Direction A ▸
Rewrite the paragraph beginning "All the elements affect the power consumption" from the McPAT cache excerpt more briefly, keeping its main facts.

---------- Excerpt

In order to configure the cache, McPAT has the following variables:

- Capacity
- Block width
- Associativity
- Bank
- Throughput w.r.t core clock
- Latency w.r.t core clock
- Output width
- Cache policy

Also, for each cache it is needed:

- Number of write accesses.
- Number of read accesses.
- Number of read misses.

• Number of hit misses.

Besides, McPAT models the buffers involved in the cache, these buffers are:

- MSHR buffer.
- Write back buffer.
- Fill buffer.
- Prefetch buffer.

All the elements affect the power consumption of the cache. For example, when the cache size is increased, the number of transistors increases too, so the area, peak dynamic and the static power rise. It also increases the cache dynamic consumption although we might be reducing the number of cache misses. The reason is because we are also increasing the cache access time and the number of transistors to read/write the tag.

There are other variables which just affect the dynamic consumption, for example the variables involved in cache accesses.

I have done a test in order to check the behaviour of the cache when cache size is increased (All cache sizes have the same number of accesses).





FIGURE 5.3: Area comparison

Secondly, how power consumption is increased:



FIGURE 5.4: Peak dynamic power difference



FIGURE 5.5: Static power comparison



FIGURE 5.6: Gate leakage comparison



FIGURE 5.7: Dynamic power comparison

## 5.3 TaskSim-McPAT script

The main coding part of this project came from creating a script to parse the information from TaskSim to McPAT. The script had to read the parameters from a TaskSim results file and configuration file, and generate a McPAT configuration file with all the information required to run it without problems.

--------------------
---------- Records supplied

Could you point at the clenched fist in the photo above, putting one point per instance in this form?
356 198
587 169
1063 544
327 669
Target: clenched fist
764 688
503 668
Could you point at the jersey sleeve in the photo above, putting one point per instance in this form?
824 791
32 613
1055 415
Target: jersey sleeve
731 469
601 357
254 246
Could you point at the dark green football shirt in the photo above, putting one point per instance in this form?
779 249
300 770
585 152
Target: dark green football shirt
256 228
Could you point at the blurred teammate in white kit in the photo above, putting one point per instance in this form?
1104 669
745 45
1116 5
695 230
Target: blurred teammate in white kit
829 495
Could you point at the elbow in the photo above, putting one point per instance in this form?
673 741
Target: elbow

--------------------
---------- Records supplied

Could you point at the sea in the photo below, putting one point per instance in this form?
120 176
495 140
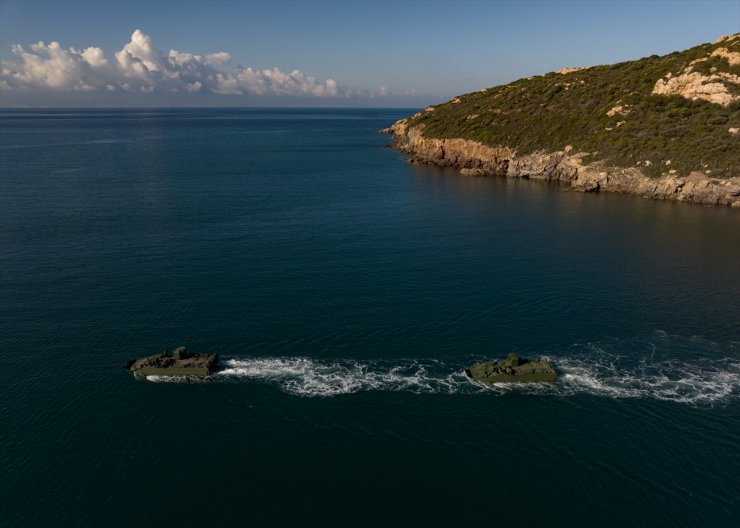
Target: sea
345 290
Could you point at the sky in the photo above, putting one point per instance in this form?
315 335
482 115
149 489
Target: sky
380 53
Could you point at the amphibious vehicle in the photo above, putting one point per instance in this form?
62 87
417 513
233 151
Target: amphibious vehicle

--------------------
---------- Records supplied

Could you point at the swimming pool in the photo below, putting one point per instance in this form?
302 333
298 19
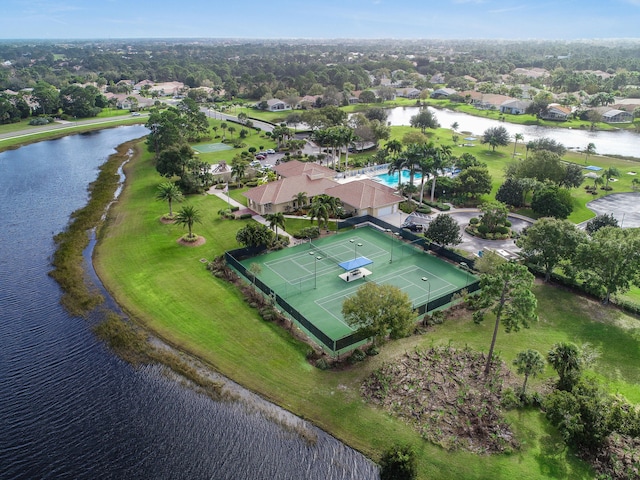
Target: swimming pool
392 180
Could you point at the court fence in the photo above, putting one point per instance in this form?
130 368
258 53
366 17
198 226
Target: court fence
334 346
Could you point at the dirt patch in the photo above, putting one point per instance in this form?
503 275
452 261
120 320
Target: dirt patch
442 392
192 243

--------------------

Direction B ▸
In the records, starting with the line containing "Could you point at the dark" and going on through the line containing "Target: elbow", change "elbow" to "knee". Leave everything else unchanged and give only those lines.

Task response A ▸
Every element affects the cache's power consumption. For example, a bigger cache has more transistors, which raises area, peak dynamic power, and static power. Dynamic consumption also goes up, even if cache misses fall, because access time increases and more transistors are needed to read and write the tag.

Task response B ▸
Could you point at the dark green football shirt in the photo above, putting one point per instance in this form?
779 249
300 770
585 152
Target: dark green football shirt
256 228
Could you point at the blurred teammate in white kit in the photo above, putting one point per instance in this form?
1104 669
745 45
1116 5
695 230
Target: blurred teammate in white kit
829 495
Could you point at the knee in the photo above, putting one point per instance in this form?
673 741
Target: knee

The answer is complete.